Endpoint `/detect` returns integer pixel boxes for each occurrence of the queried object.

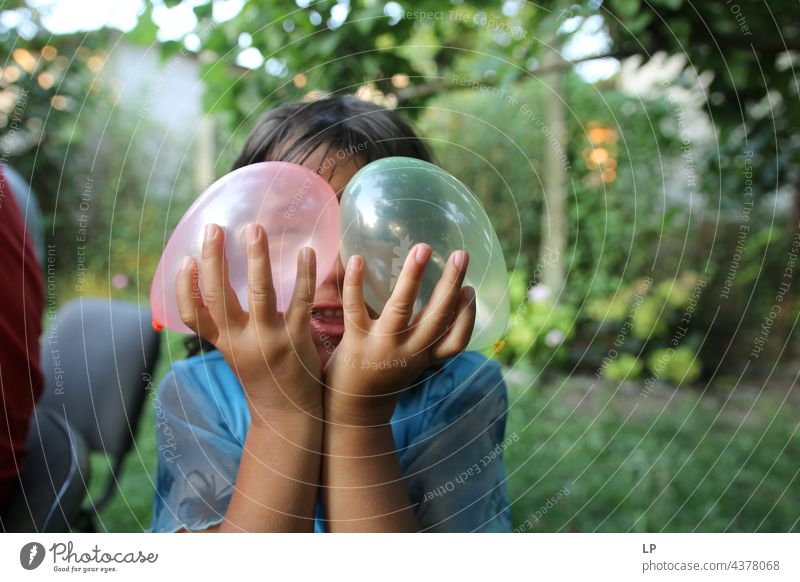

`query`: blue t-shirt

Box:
[152,350,511,532]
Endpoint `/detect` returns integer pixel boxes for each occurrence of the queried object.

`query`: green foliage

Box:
[505,378,800,532]
[647,347,702,384]
[497,270,575,369]
[603,353,644,380]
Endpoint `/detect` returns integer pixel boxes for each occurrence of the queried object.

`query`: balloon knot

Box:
[493,339,506,356]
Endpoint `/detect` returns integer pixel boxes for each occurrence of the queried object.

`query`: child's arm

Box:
[177,225,323,531]
[322,245,475,531]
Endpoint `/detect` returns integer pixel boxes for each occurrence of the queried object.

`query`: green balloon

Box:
[340,157,509,350]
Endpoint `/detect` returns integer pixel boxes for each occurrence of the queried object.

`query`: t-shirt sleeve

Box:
[151,368,243,532]
[399,354,515,532]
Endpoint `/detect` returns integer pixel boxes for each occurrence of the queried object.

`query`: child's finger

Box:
[342,255,370,333]
[431,287,476,360]
[286,247,317,330]
[175,257,216,343]
[201,224,245,333]
[244,224,277,324]
[378,244,431,334]
[413,250,469,348]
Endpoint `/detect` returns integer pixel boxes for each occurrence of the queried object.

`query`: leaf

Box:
[611,0,641,18]
[125,6,158,45]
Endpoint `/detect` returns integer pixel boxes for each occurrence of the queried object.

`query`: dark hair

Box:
[184,95,433,356]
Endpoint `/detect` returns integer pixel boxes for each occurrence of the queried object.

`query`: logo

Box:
[19,542,45,570]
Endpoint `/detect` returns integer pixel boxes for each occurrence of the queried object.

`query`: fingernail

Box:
[414,244,431,265]
[244,224,258,244]
[347,255,361,273]
[453,251,467,269]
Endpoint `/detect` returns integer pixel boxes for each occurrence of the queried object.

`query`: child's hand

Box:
[176,224,322,423]
[325,244,475,425]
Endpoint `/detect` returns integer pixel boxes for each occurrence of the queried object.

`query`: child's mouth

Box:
[311,304,344,339]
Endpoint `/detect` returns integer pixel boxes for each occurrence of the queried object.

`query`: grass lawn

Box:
[84,342,800,532]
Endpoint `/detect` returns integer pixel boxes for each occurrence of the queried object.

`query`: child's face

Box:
[294,146,361,366]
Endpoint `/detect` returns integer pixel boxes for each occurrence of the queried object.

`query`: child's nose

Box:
[320,257,345,297]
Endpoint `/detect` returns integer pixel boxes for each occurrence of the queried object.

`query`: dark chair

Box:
[0,407,89,533]
[40,298,161,530]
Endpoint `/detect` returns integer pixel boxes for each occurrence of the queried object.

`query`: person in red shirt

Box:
[0,166,44,510]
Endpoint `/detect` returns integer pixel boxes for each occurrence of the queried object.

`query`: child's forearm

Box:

---*---

Aim of the exercise:
Copy out all of the material above word for word, omitting the pictures.

Answer to this problem:
Endpoint `/detect` returns integer pixel boxes for each occurrence of the queried object.


`query`: blue t-shirt

Box:
[152,350,511,532]
Endpoint `/detect` returns integer pixel boxes for each occurrence of the queried object.

`query`: green foliage

Box:
[505,378,800,532]
[647,347,702,384]
[497,270,575,369]
[603,353,644,380]
Endpoint `/detect` returns integer pixel boxes for each occurrence of the queried object.

`query`: balloon knot

Box:
[493,339,506,356]
Endpoint `/detect` returns integer pixel boxes for each occurrence of the queried object.

`query`: child's arm

Box:
[177,225,323,531]
[322,245,475,531]
Endpoint `/detect` returns integer pixel boxes for each occurrence of the queried object.

`query`: green balloon

Box:
[340,157,509,350]
Endpoint `/detect` returns integer pixel boxes for each occurrence of the queried object.

`query`: t-shirt sleeve

Box:
[151,368,243,532]
[399,354,515,532]
Endpoint `/detect` returns integer pixel boxes for each occurrence of the queried object.

`query`: child's finger

Box:
[342,255,370,333]
[431,287,476,360]
[286,247,317,330]
[175,257,216,343]
[201,224,245,333]
[244,224,277,324]
[378,244,431,334]
[413,250,469,348]
Endpoint `/detect` returns integer pixel boxes for each occurrence of the queried object.

`query`: leaf

Box:
[611,0,641,18]
[125,6,158,45]
Endpoint `/detect` returns integer pixel boxes for each occurrence of the queried object.

`query`: dark hair

Box:
[184,95,433,356]
Endpoint `/detect` returns integer pixel boxes for each occurrence of the queried object.

`query`: logo

Box:
[19,542,45,570]
Endpoint `/detect` returns integer pixel boxes for each occurrence of the queried object.

`query`: fingernail

Box:
[414,244,431,265]
[244,224,258,244]
[347,255,361,273]
[453,251,467,269]
Endpoint `/detect` returns integer pixel boxes for each occurrence of the queried object.

`query`: child's hand

Box:
[176,224,322,423]
[325,244,475,425]
Endpoint `/detect` returns integer pixel boxes for each occurrence of the queried object.

`query`: child's mouth

Box:
[311,304,344,339]
Endpoint `/detect` returns integer pixel boxes for each occurrence of the queried object.

`query`: grass lawn

Box:
[84,342,800,532]
Endpoint `/detect` returns integer pixel boxes for each occurrence of the queried object.

`query`: child's face

Box:
[294,146,361,366]
Endpoint `/detect` returns integer pixel boxes for each occurrence of the queried object.

`query`: child's nose

Box:
[320,257,345,297]
Endpoint `/detect` returns integer pixel boxes for each occurrence of the queried object.

`query`: dark chair

Box:
[0,407,89,533]
[40,298,161,530]
Endpoint `/detect` returns integer pixel boxes for each occurrence of the queried object.

`query`: person in red shirt

Box:
[0,166,44,510]
Endpoint `/detect` returns integer pixel boxes for each occurrence of the queried object.

`query`: child's forearm

Box:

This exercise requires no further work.